Work required -> Return word for word the lines of the records that start with the line containing "mark: the innermost point of each instance of the white road" and go on through the last line of the records, with both of those lines included.

Supplied information ->
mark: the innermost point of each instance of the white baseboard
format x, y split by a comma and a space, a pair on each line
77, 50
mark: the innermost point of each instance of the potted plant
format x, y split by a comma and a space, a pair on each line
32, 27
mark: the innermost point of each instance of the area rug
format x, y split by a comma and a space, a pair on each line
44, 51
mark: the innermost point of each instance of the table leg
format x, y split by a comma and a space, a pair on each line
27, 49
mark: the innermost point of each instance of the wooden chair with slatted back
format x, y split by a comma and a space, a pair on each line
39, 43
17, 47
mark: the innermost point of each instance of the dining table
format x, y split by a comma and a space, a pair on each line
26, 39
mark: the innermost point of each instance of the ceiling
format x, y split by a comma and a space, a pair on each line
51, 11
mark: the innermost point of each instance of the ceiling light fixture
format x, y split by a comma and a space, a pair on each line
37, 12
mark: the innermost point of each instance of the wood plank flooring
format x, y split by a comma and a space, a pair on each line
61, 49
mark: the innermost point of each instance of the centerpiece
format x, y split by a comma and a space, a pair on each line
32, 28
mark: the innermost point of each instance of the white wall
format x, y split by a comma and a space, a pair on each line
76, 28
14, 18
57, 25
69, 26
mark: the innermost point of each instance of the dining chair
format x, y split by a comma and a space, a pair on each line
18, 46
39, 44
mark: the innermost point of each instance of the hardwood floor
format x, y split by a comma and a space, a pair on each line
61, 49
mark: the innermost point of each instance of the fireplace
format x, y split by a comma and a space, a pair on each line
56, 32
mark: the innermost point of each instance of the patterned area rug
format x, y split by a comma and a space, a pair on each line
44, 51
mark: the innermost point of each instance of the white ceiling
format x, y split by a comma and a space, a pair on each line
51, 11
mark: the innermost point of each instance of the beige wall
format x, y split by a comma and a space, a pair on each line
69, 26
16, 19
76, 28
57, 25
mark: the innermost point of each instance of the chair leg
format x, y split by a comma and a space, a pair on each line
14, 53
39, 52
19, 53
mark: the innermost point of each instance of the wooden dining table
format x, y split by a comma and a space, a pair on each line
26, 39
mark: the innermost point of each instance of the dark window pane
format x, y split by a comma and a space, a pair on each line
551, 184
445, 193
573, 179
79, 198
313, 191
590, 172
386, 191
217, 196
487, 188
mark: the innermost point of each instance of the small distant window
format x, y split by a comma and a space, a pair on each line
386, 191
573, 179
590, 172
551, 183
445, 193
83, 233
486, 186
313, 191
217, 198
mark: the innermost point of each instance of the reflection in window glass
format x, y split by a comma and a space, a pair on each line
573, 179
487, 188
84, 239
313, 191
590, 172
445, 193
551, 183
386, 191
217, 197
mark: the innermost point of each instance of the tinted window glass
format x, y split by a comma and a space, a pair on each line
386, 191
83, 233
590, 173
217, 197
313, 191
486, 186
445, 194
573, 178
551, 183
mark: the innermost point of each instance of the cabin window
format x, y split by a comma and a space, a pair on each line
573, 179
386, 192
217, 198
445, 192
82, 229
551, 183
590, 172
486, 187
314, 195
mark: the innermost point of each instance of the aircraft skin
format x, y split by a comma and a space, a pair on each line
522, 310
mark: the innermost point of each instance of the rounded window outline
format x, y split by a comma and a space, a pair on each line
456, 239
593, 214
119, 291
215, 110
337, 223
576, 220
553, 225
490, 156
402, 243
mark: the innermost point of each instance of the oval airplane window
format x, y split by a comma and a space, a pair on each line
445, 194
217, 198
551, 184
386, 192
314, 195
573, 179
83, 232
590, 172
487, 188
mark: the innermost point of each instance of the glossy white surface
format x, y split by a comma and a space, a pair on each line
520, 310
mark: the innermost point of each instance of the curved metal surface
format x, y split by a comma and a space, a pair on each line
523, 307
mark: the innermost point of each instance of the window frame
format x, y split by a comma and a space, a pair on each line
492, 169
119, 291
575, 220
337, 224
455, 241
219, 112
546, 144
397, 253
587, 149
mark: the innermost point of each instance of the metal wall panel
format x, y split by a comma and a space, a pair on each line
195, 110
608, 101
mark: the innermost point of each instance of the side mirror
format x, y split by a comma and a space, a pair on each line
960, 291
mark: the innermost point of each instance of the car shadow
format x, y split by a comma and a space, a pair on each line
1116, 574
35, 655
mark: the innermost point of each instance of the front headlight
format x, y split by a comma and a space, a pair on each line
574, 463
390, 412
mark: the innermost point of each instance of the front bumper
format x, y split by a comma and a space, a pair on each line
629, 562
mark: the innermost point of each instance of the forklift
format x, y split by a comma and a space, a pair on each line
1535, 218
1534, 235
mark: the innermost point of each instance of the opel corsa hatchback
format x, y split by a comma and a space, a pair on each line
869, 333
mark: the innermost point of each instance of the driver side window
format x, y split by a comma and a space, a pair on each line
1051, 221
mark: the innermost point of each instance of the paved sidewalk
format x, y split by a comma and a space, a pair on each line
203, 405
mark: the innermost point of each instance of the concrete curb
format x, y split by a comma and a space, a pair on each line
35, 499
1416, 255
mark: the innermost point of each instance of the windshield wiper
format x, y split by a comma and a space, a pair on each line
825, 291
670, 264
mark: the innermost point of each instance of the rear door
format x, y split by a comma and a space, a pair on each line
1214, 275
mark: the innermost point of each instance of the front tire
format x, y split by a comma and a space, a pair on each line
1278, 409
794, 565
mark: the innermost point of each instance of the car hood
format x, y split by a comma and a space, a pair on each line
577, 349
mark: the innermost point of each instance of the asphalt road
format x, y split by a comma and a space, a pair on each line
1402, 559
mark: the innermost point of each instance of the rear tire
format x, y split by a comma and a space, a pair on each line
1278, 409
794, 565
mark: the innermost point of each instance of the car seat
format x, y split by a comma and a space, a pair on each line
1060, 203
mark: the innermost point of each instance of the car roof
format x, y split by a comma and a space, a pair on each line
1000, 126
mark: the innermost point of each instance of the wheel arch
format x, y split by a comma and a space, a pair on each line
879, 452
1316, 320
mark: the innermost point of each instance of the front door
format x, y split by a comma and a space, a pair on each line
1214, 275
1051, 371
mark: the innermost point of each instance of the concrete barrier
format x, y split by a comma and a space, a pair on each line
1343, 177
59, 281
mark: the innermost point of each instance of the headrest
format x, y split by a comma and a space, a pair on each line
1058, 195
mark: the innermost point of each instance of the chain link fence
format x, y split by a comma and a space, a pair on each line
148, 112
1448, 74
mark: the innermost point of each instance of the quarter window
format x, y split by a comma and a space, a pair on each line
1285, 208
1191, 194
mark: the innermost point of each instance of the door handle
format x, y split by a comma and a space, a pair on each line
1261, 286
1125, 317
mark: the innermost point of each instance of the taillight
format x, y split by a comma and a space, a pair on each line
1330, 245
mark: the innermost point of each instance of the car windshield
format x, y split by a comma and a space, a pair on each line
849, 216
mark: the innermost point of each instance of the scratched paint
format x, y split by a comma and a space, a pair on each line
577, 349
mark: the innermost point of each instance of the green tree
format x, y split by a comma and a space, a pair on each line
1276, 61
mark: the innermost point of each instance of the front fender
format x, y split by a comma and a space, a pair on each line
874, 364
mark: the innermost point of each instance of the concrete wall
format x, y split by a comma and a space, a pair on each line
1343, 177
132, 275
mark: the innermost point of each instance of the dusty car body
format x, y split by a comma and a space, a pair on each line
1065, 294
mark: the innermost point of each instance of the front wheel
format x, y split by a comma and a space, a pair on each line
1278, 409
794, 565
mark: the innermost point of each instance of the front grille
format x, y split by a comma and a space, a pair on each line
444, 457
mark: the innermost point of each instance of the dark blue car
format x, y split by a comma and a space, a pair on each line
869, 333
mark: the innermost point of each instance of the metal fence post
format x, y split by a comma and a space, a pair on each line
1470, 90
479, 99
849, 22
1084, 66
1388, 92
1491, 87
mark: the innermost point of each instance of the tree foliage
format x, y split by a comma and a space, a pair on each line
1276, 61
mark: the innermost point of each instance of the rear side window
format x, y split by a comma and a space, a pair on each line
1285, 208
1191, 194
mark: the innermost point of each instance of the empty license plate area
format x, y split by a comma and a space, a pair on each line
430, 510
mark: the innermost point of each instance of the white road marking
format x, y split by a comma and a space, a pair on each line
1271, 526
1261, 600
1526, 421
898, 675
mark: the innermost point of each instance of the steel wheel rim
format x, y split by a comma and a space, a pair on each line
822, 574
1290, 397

Full output ->
mark: the innermost point of each instance of the white road marking
format x, y split by a comma and a space, a pair on each line
1271, 526
1261, 600
1526, 421
898, 675
mark: the innermost point of each instance of the steel wheel rim
format x, y split by a comma and a space, a pair on each line
822, 574
1290, 397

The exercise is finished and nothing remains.